Recorded data
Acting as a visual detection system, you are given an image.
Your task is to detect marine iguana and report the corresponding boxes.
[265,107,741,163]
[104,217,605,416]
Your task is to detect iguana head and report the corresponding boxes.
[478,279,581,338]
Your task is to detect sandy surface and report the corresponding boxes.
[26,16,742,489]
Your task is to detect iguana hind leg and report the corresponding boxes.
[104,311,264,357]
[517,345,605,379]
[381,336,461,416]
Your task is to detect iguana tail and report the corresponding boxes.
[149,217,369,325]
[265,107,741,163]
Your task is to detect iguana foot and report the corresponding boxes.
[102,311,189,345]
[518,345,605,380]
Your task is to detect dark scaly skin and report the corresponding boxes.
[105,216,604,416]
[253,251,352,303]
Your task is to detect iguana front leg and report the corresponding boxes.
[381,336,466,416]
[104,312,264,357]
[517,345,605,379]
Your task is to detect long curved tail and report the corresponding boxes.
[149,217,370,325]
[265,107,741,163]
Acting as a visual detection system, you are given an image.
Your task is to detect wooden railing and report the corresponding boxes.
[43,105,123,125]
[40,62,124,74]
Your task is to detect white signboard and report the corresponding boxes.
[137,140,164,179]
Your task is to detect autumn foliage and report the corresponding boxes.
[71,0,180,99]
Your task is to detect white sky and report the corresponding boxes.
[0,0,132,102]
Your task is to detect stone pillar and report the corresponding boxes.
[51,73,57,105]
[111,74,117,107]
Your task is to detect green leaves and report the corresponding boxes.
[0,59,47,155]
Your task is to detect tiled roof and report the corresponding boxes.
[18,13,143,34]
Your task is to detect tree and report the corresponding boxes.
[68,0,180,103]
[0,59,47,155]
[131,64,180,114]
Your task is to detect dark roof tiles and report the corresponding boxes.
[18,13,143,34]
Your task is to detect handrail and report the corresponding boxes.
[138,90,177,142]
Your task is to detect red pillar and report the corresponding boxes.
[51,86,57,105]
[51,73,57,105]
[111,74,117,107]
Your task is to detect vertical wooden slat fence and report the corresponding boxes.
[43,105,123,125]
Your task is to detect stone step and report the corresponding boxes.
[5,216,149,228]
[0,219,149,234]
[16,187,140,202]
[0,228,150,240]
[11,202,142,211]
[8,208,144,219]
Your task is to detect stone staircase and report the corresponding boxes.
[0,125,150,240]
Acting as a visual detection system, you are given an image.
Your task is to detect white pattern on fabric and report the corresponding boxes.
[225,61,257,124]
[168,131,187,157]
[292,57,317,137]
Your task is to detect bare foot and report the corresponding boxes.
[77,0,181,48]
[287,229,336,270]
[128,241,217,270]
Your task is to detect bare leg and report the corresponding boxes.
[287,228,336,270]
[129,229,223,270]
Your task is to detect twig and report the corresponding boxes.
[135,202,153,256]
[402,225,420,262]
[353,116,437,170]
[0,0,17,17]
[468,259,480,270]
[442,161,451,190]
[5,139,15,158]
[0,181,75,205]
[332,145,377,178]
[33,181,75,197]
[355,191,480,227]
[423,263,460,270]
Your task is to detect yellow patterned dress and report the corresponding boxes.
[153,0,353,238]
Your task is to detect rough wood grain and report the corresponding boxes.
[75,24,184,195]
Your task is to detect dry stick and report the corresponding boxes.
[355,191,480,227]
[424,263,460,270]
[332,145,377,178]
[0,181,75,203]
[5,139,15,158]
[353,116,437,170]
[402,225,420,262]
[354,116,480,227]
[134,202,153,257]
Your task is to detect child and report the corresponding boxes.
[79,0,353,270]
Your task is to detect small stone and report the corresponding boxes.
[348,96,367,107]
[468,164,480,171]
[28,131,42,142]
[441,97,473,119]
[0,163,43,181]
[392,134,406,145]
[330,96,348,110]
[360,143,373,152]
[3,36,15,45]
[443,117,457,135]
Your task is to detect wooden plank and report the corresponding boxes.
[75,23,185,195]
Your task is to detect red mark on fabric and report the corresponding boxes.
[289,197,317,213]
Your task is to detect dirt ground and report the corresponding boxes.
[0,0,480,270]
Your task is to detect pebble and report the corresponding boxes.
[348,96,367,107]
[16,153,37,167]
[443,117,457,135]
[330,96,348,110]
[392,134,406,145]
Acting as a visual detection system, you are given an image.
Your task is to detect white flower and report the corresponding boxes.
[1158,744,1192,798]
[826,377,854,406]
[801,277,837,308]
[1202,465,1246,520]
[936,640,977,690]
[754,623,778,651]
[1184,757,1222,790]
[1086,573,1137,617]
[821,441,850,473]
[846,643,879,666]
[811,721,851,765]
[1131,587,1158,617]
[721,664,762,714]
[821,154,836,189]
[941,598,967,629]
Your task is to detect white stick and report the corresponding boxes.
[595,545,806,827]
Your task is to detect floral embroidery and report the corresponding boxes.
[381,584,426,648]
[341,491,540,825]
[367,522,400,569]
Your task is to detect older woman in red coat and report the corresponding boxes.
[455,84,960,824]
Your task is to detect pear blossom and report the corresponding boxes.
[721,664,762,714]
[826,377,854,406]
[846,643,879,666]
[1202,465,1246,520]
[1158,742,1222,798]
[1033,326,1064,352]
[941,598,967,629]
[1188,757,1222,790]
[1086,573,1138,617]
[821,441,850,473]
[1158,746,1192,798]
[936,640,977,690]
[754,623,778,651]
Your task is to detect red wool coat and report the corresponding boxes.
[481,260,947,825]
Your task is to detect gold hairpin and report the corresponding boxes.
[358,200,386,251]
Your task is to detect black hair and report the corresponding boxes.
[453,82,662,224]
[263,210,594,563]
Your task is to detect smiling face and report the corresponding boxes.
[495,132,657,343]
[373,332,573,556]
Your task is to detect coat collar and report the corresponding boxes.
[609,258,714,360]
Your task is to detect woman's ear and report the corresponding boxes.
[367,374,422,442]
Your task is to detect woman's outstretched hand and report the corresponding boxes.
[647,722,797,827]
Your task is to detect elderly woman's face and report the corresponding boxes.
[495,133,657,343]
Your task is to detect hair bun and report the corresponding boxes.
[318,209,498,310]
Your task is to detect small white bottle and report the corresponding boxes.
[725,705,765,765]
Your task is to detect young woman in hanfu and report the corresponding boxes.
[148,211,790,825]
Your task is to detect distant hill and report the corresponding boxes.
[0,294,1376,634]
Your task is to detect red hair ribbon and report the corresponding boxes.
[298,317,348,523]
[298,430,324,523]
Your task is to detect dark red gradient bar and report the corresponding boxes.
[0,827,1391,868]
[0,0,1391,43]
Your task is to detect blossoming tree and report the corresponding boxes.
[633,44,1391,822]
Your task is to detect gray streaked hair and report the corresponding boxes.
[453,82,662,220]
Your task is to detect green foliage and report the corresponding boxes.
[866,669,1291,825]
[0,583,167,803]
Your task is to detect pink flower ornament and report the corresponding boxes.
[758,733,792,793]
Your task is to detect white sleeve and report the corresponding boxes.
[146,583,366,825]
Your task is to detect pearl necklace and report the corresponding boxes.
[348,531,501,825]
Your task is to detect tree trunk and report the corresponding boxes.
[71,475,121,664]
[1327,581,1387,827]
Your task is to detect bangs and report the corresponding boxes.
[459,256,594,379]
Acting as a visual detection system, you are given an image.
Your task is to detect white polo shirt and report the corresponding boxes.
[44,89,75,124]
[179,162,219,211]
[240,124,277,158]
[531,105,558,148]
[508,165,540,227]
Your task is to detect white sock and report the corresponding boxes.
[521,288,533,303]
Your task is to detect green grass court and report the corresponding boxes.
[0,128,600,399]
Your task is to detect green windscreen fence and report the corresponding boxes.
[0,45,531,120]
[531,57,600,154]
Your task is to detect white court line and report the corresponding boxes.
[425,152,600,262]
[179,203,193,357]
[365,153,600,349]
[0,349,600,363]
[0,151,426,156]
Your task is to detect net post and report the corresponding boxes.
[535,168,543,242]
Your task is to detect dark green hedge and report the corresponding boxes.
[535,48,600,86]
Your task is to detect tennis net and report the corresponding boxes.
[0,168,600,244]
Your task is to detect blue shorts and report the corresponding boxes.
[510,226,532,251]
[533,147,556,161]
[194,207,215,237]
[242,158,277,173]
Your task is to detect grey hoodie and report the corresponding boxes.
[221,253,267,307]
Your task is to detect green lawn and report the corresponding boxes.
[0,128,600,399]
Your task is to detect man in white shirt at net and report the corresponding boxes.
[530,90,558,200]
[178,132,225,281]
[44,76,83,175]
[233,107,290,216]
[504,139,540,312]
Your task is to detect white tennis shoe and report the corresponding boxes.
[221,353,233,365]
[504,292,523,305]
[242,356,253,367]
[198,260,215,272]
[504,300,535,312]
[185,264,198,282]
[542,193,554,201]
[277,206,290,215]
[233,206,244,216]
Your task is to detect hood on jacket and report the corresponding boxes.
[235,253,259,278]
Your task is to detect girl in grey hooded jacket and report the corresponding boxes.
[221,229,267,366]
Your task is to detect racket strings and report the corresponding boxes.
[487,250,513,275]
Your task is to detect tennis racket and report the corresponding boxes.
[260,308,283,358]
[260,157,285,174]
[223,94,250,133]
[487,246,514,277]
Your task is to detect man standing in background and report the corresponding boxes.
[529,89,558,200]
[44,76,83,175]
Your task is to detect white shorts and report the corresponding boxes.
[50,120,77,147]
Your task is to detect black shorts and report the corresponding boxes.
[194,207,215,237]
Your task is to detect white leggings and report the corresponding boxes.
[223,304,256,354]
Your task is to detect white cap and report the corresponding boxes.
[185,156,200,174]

## What you will do
Repeat the items above word for word, starting with the line that contains "Your task is to detect gold" and going on through the line that contains "[373,332,573,556]", with both of those lines included.

## Task solution
Your task is to detect gold hairpin and report the corresponding boxes.
[358,200,386,251]
Your task is to detect black hair and report the corresponding boxes.
[453,82,662,224]
[263,210,594,563]
Your task is to detect smiling face and report the corresponding boxes.
[495,132,657,343]
[373,332,573,556]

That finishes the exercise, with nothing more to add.